[Labeled-object pointing items]

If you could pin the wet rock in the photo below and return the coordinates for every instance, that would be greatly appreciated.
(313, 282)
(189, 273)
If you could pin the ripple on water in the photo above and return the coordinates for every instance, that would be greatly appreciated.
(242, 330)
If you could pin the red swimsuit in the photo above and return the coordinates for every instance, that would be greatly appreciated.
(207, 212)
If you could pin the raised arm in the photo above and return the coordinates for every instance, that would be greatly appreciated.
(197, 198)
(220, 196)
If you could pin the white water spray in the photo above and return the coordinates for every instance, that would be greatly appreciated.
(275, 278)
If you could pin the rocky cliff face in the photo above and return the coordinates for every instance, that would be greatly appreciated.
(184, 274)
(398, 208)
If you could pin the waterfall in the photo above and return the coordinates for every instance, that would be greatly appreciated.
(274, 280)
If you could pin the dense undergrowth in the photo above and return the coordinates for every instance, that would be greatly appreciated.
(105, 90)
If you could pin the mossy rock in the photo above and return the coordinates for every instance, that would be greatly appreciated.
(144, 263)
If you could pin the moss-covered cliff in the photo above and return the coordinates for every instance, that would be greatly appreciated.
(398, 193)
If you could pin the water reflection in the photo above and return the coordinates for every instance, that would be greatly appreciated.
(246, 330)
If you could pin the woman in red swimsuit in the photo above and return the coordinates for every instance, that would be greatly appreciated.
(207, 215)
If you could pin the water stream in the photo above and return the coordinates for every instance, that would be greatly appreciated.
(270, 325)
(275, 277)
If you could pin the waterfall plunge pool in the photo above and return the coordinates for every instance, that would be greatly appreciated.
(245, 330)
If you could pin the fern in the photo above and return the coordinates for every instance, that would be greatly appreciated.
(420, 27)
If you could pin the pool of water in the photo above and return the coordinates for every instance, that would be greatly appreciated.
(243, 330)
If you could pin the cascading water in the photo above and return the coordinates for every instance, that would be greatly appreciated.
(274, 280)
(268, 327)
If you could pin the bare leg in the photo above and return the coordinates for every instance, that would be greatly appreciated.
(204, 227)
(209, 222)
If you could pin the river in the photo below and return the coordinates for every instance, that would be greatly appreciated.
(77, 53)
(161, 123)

#### Set exercise
Reproduce every item above word for word, keeping each line intact and in its original order.

#### Answer to the exercise
If you could pin the wet rock in the photo below and return the coordinates for every instance, that would be greatly appreciated.
(313, 282)
(189, 273)
If you could pin the ripple on water in the photo above and return the coordinates for every instance, that would be greatly appreciated.
(242, 330)
If you could pin the red swimsuit in the photo above and return the coordinates for every instance, that would be greatly appreciated.
(207, 212)
If you could pin the raised arm in the photo above and return the coordinates for every instance, that would be greatly appreciated.
(197, 198)
(220, 196)
If you could pin the white water spray in the photo above and return the coordinates for every instance, that would be greatly appreciated.
(275, 278)
If you could pin the rocky cliff face in the photo above and return the coordinates for every instance, that would be greatly appreciated.
(184, 274)
(398, 208)
If you could pin the waterfall in the photo above and return the coordinates for every instance, that would be greatly appreciated.
(274, 280)
If you could pin the dense undergrowth in the photo above and return the coordinates for every instance, that would be greatly appreciated.
(105, 90)
If you could pin the mossy rock in the photo above and return the coordinates for every instance, that would be greatly appreciated.
(144, 263)
If you could pin the moss-covered cliff in the photo above and return the coordinates for every instance, that would be greatly appreciated.
(398, 193)
If you could pin the water reflection in the photo above and return the coordinates for every instance, that would be greatly appreciated.
(246, 330)
If you could pin the woman in red swimsuit in the photo above and return the coordinates for every instance, that would be greatly appreciated.
(207, 215)
If you could pin the water stream in the photo above and return the coordinates for every instance, that would be greatly appreciated.
(270, 325)
(275, 277)
If you could pin the waterfall plunge pool in the photo above and return the coordinates for every instance, that would be greatly appreciated.
(245, 330)
If you could pin the fern in the photo above and return the coordinates for every instance, that would be greatly appreciated.
(420, 27)
If you could pin the pool of water in the photo above and return the coordinates for every instance, that would be greatly appreciated.
(243, 330)
If you could pin the cascading water in the photo above and return the coordinates for every instance, that would be greatly appreciated.
(274, 280)
(268, 327)
If you could pin the bare leg in the photo above and return the coordinates for every instance, that would be greatly appreciated.
(204, 227)
(209, 222)
If you could pin the river in the photo below and return the coordinates for every instance, that would be greatly appreciated.
(77, 53)
(161, 123)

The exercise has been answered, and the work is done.